### WHAT YOU HAVE TO DO
With both ends included, repeat exactly the lines of the entries below from the one containing "Q: For each instance of the clock face" down to the one containing "Q: For each instance of the kitchen cabinet", and no others.

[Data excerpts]

___

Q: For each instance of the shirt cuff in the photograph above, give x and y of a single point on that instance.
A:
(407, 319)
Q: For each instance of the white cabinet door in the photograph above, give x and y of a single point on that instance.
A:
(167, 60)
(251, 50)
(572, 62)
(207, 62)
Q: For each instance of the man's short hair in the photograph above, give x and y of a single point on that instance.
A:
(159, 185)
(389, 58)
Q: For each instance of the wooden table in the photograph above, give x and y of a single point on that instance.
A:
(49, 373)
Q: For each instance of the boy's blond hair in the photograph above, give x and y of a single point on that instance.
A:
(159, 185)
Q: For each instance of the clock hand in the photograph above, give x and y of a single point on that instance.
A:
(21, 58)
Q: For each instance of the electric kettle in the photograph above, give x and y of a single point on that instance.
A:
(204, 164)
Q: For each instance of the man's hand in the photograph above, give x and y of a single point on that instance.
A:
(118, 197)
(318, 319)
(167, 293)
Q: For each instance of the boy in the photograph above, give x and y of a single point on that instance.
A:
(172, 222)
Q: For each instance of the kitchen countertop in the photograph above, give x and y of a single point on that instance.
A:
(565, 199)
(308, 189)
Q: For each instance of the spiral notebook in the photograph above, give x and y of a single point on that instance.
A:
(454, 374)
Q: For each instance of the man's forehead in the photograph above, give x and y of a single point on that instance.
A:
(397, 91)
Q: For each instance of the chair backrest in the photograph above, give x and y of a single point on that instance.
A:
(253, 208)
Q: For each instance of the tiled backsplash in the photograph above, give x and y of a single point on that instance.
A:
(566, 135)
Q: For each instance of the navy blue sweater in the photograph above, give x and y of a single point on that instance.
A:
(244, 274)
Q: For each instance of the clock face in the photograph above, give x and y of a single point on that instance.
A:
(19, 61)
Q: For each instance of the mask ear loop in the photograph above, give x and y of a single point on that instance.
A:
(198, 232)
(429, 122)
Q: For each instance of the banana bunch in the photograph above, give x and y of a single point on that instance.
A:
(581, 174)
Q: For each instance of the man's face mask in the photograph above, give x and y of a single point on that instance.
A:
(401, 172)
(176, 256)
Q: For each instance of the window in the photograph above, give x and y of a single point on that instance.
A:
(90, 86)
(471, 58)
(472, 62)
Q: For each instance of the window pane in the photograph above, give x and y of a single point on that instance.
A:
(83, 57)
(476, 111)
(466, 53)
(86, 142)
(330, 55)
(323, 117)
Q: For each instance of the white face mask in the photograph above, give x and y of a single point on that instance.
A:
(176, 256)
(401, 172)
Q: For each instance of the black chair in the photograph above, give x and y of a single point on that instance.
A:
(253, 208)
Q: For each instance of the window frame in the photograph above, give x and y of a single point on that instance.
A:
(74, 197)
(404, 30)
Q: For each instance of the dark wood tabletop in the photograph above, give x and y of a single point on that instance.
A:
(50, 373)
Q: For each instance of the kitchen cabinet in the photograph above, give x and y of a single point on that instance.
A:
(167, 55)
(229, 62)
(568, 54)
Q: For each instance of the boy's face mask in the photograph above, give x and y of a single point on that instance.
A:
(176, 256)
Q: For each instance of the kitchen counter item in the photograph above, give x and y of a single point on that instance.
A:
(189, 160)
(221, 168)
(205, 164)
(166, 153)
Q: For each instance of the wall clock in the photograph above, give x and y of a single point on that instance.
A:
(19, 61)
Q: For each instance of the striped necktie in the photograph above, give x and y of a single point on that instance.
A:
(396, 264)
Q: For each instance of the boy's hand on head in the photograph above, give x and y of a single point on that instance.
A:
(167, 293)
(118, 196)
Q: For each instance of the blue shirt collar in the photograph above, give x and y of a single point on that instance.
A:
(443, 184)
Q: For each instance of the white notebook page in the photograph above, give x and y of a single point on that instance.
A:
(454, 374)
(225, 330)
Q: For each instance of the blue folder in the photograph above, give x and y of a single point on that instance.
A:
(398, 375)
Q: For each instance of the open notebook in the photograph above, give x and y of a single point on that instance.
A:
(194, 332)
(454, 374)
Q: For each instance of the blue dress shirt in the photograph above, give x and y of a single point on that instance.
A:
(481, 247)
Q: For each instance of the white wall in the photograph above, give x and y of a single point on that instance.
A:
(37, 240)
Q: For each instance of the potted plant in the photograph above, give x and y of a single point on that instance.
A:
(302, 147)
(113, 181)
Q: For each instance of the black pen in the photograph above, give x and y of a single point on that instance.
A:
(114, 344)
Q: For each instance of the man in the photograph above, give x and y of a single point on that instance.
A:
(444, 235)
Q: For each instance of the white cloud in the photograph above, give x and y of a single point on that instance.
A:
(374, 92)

___

### EXERCISE RESPONSE
Q: For each instance of the clock face in the photograph above, give x and y of a single point on that instance.
A:
(19, 61)
Q: For each instance of the mask ear loop in the photograph above, give x and y of a single point on that instance.
A:
(198, 232)
(429, 122)
Q: For each instance of the banana bunch in the photograph above, give x and y of a single point on that instance.
A:
(581, 174)
Q: For each instance of the man's face mask in the photograph above, give x and y of a single point on that instance.
A:
(401, 172)
(176, 256)
Q: For each instance of the window in the photograph above, give x and y of a single point on that instance.
A:
(90, 86)
(471, 58)
(472, 62)
Q: For each instance of the window pane in the photograph above, give x and y of a single point on that instance.
A:
(83, 57)
(476, 111)
(466, 53)
(86, 142)
(330, 55)
(323, 117)
Q: For each instance of the white face mask in the photograph above, give x and y of a single point on that instance.
A:
(176, 256)
(401, 172)
Q: For each instance of the black chair in the photograph above, give x and y of a single point on that instance.
A:
(253, 208)
Q: For each instance of the window frame in the photograph above, give x and y of a single point on that instance.
A:
(74, 197)
(404, 30)
Q: For each instance of the dark wood tabletop in the photograph above, give x and y of a single point on that instance.
A:
(50, 373)
Q: For each instance of the kitchen cabinet in the photograph above, give x and y of a single point on that instance.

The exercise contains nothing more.